*** Begin section ***

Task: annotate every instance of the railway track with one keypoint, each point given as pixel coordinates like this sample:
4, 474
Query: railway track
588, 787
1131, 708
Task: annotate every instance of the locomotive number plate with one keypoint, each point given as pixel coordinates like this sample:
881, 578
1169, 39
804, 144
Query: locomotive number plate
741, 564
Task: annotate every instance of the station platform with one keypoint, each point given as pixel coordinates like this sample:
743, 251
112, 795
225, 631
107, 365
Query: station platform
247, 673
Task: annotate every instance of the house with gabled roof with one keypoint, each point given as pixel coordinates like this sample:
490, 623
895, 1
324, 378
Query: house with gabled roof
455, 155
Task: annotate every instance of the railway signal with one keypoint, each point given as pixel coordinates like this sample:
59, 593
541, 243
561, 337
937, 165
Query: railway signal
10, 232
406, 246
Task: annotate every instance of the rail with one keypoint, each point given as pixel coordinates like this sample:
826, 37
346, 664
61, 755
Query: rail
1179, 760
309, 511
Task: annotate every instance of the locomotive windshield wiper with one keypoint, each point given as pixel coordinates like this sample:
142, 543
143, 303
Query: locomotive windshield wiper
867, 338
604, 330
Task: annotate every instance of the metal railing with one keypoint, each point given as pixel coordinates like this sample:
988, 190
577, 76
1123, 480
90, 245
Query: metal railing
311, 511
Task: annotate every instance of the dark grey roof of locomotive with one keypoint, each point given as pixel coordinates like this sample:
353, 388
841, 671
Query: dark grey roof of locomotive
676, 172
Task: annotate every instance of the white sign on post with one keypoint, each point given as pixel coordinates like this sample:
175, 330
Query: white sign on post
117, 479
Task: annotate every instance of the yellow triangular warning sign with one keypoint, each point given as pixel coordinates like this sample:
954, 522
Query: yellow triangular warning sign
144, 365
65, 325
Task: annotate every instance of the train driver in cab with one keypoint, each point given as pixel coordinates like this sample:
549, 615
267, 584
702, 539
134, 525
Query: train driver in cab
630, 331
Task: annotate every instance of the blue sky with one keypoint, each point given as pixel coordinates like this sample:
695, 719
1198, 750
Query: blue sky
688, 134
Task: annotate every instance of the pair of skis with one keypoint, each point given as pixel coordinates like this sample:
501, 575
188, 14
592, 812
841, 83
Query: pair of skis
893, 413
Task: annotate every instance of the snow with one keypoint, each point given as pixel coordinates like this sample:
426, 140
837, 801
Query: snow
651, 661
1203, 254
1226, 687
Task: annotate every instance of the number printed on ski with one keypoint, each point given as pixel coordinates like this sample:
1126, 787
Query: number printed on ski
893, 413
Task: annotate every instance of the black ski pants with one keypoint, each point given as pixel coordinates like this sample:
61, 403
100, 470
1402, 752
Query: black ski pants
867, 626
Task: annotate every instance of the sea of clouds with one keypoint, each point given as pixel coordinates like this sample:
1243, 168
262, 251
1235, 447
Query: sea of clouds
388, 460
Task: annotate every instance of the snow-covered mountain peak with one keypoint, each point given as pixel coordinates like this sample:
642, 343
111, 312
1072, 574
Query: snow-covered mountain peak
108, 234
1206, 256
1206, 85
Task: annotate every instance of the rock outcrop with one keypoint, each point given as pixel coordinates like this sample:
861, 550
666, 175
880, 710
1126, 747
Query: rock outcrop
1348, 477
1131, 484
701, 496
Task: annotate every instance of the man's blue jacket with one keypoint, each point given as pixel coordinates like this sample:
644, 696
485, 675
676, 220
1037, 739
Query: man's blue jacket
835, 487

*** End section ***

**Assignment**
Output the entries exactly. Leave nothing out.

**Solution to the problem**
Task: annotate every instance of the railway track with one keypoint, each point given as pixel coordinates like this sample:
4, 474
Query: railway track
588, 787
1131, 708
Task: annotate every instance of the locomotive number plate with one keypoint, each point given as pixel coordinates like this sample:
881, 578
1169, 39
804, 144
Query: locomotive number plate
741, 564
Task: annotate every instance of the station platform with one keypoint, each point given as pixel coordinates like this sample:
743, 251
112, 795
225, 631
107, 365
Query: station platform
247, 673
Task: annotate every instance of the house with gabled roof with one keypoint, each point given as pixel coordinates like this sample:
490, 623
895, 1
324, 378
Query: house with gabled roof
455, 155
Task: annotate every instance of the railway signal with one keypoint, each point given as pixel coordinates like this sample:
59, 593
541, 243
561, 337
937, 165
Query: railway signal
10, 232
406, 246
Task: annotate every instance of the rail with one keypoint, each point given as pixel coordinates like this sample:
826, 37
346, 664
61, 755
Query: rail
1179, 760
309, 511
Task: annotate every instance of the locomotive windshield wiper with one keypoint, each point given as pixel coordinates like this sample:
142, 543
143, 303
Query: locomotive windshield wiper
867, 338
604, 330
Task: annotate every instance of the metal railing with one keypoint, each point given as pixel coordinates like this sample:
988, 190
577, 76
1123, 480
90, 245
Query: metal railing
311, 511
Task: annotate every instance of the dark grey roof of locomotive with one keypoint, each point given as pixel coordinates like this sample:
353, 388
841, 671
Query: dark grey roof of locomotive
676, 172
Task: annotate every instance of the white sign on post with one keypoint, each point given as pixel coordinates like this sample:
175, 330
Query: white sign on post
117, 479
Task: annotate every instance of the yellow triangular warning sign with one keypoint, each point given as pixel coordinates like this sample:
954, 522
Query: yellow triangular warning sign
144, 365
65, 325
Task: annotate every instance of the train driver in cab with one keypoint, each point given as pixel coordinates like this sample:
549, 615
267, 584
702, 539
134, 525
Query: train driver in cab
630, 331
Task: annotate every instance of the blue sky with one keypoint, each point given as pixel coordinates like this sample:
695, 719
1198, 750
Query: blue sky
688, 134
Task: annotate every instance of the pair of skis with one keypoint, each point given as pixel coordinates like this sample:
501, 575
188, 14
592, 812
841, 83
Query: pair of skis
893, 413
Task: annotate every instance of the snow with one keypoint, each point given as pixel coordinates like this sample:
426, 140
837, 801
Query: snow
651, 661
1203, 254
1226, 687
Task: annotate every instance of the number printed on ski with one keypoint, each point given as pixel coordinates like this sample:
1126, 787
Query: number printed on ski
893, 413
Task: annotate every instance of the black ski pants with one keypoint, each point given as pixel coordinates like this sample:
61, 403
100, 470
1402, 752
Query: black ski pants
867, 626
Task: annotate every instance of the sea of clouds with one keypoint, each point given as pixel coordinates like this sample:
1243, 168
262, 251
1235, 447
Query: sea of clouds
388, 460
Task: annotate every instance of the snow-covered mountain peak with one keypoint, each point given as pixel coordinates like this sample:
642, 343
111, 312
1072, 574
Query: snow-covered mountain peak
108, 234
1206, 256
1206, 85
Task: annotate every instance of the rock outcrop with one keypoint, each point given as pixel coordinates like this sample:
861, 550
666, 175
880, 710
1126, 747
Query: rock outcrop
1348, 477
1131, 484
701, 496
Task: annotate every instance of the man's blue jacket with one keypoint, each point given as pixel coordinates like this sample:
644, 696
485, 675
676, 220
1037, 739
Query: man's blue jacket
835, 487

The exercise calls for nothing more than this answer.